*Treść zadania:* Znajdź w poniższym wykazie każdy wiersz zawierający ciąg "cream" i przepisz te wiersze.

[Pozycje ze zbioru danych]
........

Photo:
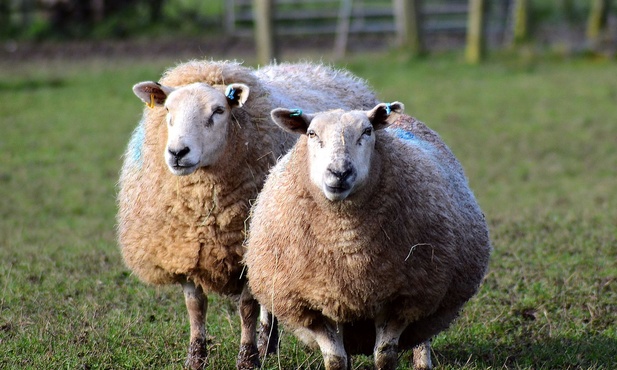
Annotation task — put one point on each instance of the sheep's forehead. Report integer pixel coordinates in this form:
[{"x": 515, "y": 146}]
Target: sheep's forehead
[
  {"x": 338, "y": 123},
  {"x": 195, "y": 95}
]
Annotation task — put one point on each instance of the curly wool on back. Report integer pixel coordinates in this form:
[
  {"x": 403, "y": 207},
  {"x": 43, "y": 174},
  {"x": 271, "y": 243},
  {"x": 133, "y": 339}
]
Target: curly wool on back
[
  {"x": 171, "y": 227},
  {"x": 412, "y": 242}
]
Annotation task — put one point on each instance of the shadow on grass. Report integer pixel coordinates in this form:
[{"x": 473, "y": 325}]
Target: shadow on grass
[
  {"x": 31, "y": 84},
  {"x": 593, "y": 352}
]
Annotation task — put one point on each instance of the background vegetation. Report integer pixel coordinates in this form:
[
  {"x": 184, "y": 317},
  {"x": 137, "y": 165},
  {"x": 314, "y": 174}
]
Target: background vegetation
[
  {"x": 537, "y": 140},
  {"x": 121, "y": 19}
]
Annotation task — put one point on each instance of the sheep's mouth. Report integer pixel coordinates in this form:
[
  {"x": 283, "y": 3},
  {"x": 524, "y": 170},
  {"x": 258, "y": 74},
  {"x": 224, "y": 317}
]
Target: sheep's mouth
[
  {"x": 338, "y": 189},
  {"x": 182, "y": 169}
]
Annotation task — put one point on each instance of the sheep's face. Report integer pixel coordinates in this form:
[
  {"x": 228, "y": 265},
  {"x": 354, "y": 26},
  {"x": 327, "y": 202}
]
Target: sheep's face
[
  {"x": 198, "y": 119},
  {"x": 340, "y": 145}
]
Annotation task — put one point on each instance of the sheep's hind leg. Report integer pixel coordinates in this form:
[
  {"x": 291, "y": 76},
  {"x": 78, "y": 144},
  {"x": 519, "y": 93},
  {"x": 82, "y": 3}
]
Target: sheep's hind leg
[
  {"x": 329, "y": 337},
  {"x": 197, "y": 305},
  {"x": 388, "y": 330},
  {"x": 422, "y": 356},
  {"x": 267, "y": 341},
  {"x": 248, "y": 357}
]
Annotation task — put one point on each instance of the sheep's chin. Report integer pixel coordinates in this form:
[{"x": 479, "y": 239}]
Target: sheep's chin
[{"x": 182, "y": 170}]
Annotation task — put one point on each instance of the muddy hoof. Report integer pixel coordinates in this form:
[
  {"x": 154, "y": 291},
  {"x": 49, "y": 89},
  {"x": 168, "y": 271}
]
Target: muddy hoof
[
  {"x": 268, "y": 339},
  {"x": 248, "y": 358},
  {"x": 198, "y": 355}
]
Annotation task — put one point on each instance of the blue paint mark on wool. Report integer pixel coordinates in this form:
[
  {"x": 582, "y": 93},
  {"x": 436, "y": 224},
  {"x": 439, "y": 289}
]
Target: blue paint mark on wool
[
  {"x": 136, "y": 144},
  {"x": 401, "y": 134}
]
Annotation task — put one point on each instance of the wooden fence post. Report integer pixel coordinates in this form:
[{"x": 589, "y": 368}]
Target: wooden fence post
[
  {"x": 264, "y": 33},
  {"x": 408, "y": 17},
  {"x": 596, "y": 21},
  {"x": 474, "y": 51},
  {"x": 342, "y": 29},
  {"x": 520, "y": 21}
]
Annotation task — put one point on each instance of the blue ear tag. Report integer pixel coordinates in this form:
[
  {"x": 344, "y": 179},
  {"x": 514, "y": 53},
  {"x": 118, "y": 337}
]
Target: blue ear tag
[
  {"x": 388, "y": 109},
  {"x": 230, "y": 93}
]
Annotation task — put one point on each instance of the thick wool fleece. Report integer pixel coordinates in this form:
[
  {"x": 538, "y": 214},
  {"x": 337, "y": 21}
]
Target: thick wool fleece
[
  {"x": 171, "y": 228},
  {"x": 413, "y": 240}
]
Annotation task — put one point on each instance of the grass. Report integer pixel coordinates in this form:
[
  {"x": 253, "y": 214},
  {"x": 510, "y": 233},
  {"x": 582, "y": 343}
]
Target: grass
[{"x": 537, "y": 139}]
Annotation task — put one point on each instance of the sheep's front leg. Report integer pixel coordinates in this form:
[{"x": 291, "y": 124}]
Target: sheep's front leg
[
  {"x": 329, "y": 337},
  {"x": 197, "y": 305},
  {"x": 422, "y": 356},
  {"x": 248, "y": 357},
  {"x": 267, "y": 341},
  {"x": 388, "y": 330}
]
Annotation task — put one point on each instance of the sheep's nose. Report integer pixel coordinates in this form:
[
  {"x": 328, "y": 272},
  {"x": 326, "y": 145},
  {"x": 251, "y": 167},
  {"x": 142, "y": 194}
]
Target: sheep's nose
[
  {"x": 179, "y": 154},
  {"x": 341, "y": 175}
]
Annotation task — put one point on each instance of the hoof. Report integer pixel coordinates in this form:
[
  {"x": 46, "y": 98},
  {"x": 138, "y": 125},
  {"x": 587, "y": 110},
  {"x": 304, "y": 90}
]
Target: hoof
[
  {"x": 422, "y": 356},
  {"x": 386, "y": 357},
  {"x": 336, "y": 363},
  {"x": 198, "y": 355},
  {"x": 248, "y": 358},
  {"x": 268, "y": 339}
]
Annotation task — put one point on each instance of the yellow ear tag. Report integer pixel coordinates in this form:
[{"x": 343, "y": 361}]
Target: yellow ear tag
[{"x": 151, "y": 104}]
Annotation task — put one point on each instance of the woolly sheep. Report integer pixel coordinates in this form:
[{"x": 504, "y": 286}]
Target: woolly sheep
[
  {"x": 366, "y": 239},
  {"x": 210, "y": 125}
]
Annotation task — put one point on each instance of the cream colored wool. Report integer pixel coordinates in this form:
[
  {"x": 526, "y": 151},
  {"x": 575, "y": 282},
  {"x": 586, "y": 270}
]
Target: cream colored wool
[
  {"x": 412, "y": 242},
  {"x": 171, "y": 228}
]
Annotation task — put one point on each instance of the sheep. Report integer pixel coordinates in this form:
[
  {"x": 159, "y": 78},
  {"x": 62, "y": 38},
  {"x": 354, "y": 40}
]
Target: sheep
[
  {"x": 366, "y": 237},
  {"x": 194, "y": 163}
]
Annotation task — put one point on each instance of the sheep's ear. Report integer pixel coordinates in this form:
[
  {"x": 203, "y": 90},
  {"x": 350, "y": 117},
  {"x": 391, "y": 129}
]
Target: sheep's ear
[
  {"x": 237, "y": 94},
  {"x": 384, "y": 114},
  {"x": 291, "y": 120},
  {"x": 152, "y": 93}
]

........

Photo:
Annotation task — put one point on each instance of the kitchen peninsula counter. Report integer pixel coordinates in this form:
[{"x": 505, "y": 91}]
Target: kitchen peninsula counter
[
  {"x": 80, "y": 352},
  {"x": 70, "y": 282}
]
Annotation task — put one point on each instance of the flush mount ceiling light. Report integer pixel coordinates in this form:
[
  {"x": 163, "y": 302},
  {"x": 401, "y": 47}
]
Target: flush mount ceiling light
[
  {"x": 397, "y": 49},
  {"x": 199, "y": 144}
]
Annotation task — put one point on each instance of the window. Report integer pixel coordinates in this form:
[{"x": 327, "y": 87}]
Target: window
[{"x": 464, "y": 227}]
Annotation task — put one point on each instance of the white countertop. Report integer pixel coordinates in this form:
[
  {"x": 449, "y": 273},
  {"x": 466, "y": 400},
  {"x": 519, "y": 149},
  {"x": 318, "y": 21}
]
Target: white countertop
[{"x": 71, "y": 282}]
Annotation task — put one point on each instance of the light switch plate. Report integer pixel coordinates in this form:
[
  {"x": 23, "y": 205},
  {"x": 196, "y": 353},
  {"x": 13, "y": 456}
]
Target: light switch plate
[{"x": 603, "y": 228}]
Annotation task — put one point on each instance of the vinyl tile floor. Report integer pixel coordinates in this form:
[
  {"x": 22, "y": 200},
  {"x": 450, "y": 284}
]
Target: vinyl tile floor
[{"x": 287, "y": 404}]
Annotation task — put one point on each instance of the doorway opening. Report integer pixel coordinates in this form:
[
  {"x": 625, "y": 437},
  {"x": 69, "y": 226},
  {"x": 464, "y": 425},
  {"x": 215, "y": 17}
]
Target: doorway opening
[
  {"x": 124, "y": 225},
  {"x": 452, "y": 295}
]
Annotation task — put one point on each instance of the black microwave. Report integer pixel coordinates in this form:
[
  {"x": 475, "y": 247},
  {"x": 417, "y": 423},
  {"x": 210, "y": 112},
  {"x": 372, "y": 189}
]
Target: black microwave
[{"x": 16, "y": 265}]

........

*Rozwiązanie zadania:*
Annotation task — put one point on each instance of the cream colored wool. Report integer pixel coordinates in this form:
Target: cream colored wool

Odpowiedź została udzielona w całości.